* PROBLEM DESCRIPTION *
Gather every line in the listing below that contains the string "shoulder". Case matters.

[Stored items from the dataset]
• • • •

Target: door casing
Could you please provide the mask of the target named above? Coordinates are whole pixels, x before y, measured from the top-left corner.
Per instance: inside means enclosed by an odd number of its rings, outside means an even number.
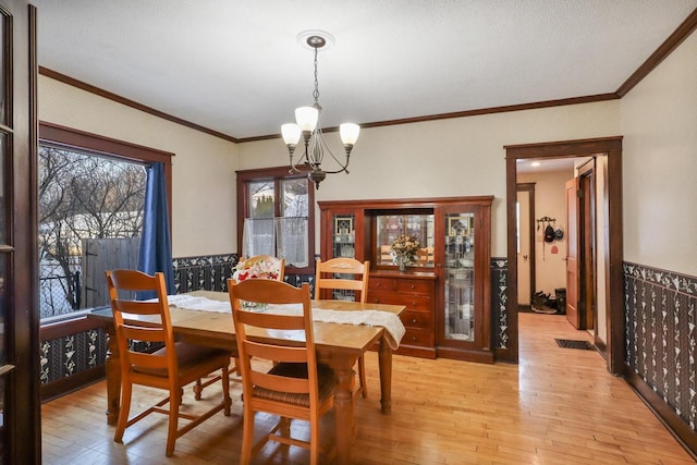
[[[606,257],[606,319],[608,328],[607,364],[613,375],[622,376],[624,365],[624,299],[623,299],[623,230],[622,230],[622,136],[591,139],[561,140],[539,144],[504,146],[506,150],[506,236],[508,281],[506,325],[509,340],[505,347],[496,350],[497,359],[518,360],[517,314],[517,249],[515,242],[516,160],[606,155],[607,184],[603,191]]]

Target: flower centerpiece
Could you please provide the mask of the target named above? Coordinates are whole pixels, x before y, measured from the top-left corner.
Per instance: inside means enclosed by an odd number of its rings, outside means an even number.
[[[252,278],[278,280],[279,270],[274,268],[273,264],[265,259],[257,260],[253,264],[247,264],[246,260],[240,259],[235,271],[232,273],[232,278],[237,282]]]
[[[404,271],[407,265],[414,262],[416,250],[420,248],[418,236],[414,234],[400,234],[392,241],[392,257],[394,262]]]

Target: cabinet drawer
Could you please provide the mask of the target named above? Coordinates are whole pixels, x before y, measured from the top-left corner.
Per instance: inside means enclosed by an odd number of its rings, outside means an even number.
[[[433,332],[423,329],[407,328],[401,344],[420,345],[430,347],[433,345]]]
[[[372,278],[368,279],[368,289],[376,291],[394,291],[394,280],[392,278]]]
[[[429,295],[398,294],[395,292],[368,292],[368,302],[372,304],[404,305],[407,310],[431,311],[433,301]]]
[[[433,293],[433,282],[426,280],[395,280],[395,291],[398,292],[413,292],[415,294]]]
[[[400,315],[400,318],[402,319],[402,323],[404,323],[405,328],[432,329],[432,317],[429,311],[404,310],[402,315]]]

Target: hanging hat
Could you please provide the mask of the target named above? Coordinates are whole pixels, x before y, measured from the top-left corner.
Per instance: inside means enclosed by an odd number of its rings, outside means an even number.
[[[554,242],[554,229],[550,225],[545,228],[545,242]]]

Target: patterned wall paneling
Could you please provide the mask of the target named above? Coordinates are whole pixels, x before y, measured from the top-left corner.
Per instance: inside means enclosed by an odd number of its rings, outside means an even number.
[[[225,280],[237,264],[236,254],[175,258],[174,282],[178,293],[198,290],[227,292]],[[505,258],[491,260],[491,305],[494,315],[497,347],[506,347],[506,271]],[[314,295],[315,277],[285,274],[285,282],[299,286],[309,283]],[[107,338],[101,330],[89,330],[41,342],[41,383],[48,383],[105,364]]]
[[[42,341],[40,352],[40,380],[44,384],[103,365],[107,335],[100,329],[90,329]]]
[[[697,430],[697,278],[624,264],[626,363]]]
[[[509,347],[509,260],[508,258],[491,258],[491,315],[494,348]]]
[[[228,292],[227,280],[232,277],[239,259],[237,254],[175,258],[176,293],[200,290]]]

• • • •

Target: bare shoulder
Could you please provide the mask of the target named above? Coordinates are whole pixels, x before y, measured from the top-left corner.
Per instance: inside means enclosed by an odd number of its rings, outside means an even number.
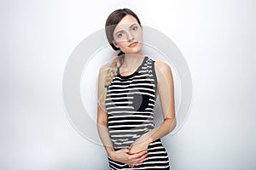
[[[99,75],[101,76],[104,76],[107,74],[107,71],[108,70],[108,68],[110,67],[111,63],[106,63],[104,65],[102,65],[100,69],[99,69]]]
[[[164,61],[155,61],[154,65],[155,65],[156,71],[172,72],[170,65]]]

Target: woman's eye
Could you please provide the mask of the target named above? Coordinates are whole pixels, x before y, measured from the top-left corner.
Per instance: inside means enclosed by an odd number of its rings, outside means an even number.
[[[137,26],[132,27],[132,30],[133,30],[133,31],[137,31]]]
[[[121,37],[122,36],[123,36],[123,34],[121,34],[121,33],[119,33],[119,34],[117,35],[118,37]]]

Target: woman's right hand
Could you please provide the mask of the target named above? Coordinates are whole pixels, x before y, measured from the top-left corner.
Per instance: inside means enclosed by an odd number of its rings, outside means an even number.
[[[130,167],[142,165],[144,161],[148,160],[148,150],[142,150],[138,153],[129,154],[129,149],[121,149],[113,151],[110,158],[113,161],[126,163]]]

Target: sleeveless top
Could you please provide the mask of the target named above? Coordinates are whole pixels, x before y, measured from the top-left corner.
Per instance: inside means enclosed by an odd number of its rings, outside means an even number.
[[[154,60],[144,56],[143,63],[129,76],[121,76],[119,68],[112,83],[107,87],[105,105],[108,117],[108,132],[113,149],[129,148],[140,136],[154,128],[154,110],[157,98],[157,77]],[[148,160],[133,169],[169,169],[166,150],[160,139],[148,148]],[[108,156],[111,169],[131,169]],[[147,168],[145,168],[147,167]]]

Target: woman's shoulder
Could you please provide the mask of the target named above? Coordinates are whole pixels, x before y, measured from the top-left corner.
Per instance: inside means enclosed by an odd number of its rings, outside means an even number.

• • • •

* COMPLETE RESPONSE *
Target: bare shoulder
Target: woman's shoulder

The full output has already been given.